_DOCUMENT TEXT_:
■ ■ ■ ■
From d9bf85613d7171b54a6ece45fc0f241b008a1fd8 Mon Sep 17 00:00:00 2001
From: pengwa <pengwa@microsoft.com>
Date: Wed, 6 Mar 2024 21:54:16 +0800
Subject: [PATCH] Adapt memory optimizer to fit PHI2 (#19757)

### Adapt memory optimizer to fit PHI2

Few improvements and bug fixes:
1. Fix bug related to transformer layer detection.
2. Use default reversed typo order to create recompute node, to avoid
the leaf nodes are handled too late, then having lowest priority for
execution.
3. Add early stop when activation's element count is constant and total
element count < 1M. This can avoid overhead to search subgraphs.


Using export ORTMODULE_MEMORY_OPT_LEVEL=1 to enable layerwise recompute,
on given recipe, memory consumption dropped from ~22GB to ~13GB .
---
 .../memory_optimizer/memory_insight.cc        |  3 +-
 .../memory_optimizer/memory_optimizer.cc      | 37 +++++++++++++++-
 .../memory_optimizer/recompute_analysis.cc    | 18 +++++++-
 .../memory_optimizer/transformer_specific.cc  | 42 +++++++++++++++++--
 .../memory_optimizer/transformer_specific.h   |  3 ++
 5 files changed, 95 insertions(+), 8 deletions(-)
diff --git a/orttraining/orttraining/core/optimizer/memory_optimizer/memory_insight.cc b/orttraining/orttraining/core/optimizer/memory_optimizer/memory_insight.cc
index 08c402bf669c8..54c49db0597c7 100644
--- a/orttraining/orttraining/core/optimizer/memory_optimizer/memory_insight.cc
+++ b/orttraining/orttraining/core/optimizer/memory_optimizer/memory_insight.cc
@@ -258,7 +258,8 @@ Status FindORTModuleMemoryOpportunity(const GraphViewer& graph_viewer,
                                                      logger));
 
   InlinedHashSet<const Node*> layer_boundary_ln_nodes;
-  FindLayerBoundaryLayerNormNodes(graph_viewer, logger, layer_boundary_ln_nodes);
+  FindLayerBoundaryLayerNormNodes(graph_viewer, logger, node_index_to_its_order_in_topological_sort_map,
+                                  yield_op_order_in_topological_sort, layer_boundary_ln_nodes);
 
   // The first pass - find the candidate subgraphs.
■ ■ ■ ■
_PROBLEM 1_: In the memory optimizer patch, list the names of the five files that the change summary reports as modified, without their directory prefixes.

_ENTRIES_:
■ ■ ■ ■
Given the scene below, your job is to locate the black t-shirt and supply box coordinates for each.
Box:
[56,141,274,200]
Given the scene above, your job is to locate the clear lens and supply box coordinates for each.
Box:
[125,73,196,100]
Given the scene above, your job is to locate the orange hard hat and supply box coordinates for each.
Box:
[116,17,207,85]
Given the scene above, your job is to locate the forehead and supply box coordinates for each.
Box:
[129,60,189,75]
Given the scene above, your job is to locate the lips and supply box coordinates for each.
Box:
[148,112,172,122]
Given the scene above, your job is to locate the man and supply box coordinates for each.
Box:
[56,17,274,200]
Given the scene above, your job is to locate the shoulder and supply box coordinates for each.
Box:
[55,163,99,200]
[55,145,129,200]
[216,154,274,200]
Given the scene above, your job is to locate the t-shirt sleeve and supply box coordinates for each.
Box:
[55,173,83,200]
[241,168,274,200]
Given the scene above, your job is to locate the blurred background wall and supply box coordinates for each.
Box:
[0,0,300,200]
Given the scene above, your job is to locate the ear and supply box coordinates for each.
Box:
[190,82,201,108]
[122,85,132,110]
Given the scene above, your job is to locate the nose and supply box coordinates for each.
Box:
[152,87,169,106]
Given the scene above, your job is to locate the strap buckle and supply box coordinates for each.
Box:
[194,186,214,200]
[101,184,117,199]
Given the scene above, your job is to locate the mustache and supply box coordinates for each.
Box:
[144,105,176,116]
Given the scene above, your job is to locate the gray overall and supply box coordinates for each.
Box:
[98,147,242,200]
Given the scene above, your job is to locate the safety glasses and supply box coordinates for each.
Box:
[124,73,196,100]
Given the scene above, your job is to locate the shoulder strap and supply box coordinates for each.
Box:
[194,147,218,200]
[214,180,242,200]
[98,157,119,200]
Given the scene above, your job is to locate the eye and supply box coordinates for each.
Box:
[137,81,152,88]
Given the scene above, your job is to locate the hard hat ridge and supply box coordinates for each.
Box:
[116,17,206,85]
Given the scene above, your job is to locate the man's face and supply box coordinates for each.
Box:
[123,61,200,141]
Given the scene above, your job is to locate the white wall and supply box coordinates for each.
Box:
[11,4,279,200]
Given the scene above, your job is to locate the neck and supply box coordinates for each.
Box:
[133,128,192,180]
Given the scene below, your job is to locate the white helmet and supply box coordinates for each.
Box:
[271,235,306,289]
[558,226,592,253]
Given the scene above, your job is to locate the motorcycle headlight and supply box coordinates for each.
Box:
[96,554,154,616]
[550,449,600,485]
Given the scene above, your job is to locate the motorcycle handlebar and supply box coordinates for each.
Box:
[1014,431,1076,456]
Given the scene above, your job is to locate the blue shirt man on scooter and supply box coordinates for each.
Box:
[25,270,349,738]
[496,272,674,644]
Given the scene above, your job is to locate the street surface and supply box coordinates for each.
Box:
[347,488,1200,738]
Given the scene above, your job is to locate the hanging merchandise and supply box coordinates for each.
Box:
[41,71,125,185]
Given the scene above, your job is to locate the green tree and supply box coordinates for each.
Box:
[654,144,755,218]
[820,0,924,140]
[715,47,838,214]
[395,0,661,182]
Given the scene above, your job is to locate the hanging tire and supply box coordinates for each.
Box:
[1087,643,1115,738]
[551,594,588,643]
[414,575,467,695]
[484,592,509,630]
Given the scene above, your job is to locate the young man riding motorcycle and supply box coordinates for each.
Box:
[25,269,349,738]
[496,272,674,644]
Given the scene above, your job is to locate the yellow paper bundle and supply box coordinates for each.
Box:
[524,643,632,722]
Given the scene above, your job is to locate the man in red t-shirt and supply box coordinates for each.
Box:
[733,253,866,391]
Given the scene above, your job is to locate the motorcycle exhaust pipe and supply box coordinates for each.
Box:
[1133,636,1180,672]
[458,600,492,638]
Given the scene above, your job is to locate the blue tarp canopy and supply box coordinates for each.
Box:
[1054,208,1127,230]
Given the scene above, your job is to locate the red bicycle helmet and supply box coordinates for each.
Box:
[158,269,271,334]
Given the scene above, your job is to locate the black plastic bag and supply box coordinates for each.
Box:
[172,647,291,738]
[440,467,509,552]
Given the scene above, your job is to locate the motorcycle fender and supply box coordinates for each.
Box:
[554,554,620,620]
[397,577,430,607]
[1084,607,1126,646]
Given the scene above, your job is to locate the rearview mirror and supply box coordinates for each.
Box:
■ ■ ■ ■
_PROBLEM 2_: In the entries, echo the lines from the one containing "Given the scene below, your job is to locate the white" up to and including the one containing "[1014,431,1076,456]".

_TASK SOLUTION 1_:
memory_insight.cc
memory_optimizer.cc
recompute_analysis.cc
transformer_specific.cc
transformer_specific.h

_TASK SOLUTION 2_:
Given the scene below, your job is to locate the white helmet and supply box coordinates for each.
Box:
[271,235,306,289]
[558,226,592,253]
Given the scene above, your job is to locate the motorcycle headlight and supply box coordinates for each.
Box:
[96,554,154,616]
[550,449,600,485]
Given the scene above, your job is to locate the motorcycle handlebar and supply box coordinates for each.
Box:
[1014,431,1076,456]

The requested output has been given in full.